# [YOUR ASSIGNMENT]
Please restate each entry that appears below word for word, without its pictures.

******

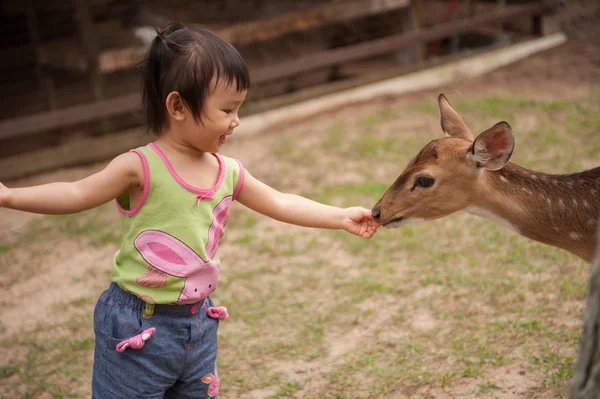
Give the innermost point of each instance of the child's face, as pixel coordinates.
(218, 118)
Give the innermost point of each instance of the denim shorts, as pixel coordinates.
(177, 361)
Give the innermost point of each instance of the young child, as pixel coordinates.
(156, 325)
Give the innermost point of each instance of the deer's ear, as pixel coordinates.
(452, 123)
(492, 149)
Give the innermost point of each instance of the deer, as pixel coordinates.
(460, 172)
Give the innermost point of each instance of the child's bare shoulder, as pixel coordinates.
(131, 166)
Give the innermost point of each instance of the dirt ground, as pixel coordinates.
(55, 268)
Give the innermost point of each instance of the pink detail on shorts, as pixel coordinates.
(220, 219)
(204, 191)
(144, 197)
(201, 277)
(218, 312)
(153, 279)
(136, 342)
(213, 380)
(240, 184)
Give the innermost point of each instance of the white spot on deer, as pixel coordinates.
(484, 213)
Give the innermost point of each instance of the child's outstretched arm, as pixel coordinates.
(121, 174)
(301, 211)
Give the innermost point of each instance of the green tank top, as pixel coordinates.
(170, 239)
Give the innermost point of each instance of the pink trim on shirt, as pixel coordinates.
(146, 188)
(205, 192)
(240, 184)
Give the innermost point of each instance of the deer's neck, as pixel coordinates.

******

# [RESPONSE BELOW]
Give the innermost point of each instance of the child's face, as pixel coordinates.
(218, 118)
Give the innermost point of each instance of the denim shorts, as pixel coordinates.
(177, 361)
Give the innermost point of each instance of the young child, as pixel coordinates.
(156, 325)
Give the innermost point of each instance of the deer's ear, as pixel coordinates.
(452, 123)
(492, 149)
Give the innermost point of each instance of the deer, as pixel coordinates.
(460, 172)
Give the innermost point of each instance of the child's bare shoulder, as pixel coordinates.
(131, 166)
Give the innermost point of each instance of the dirt ground, as pixel coordinates.
(55, 268)
Give the innermost point of each instance of the pink detail on shorts, as pixel coordinates.
(220, 219)
(204, 191)
(144, 197)
(201, 277)
(218, 312)
(153, 279)
(136, 342)
(213, 380)
(240, 184)
Give the innermost point of each instance of the white spot on deer, as pixel coordinates.
(484, 213)
Give the innermost point of each instance of the child's outstretched arm, as pixel coordinates.
(121, 174)
(301, 211)
Give the innermost point of each instance of the green tank top, as pixel coordinates.
(170, 239)
Give the innermost point of each instance of the pink trim on shirt, as pixel coordinates.
(146, 188)
(205, 192)
(240, 184)
Give the innermost point of each instance of the deer's neck, as pixel coordinates.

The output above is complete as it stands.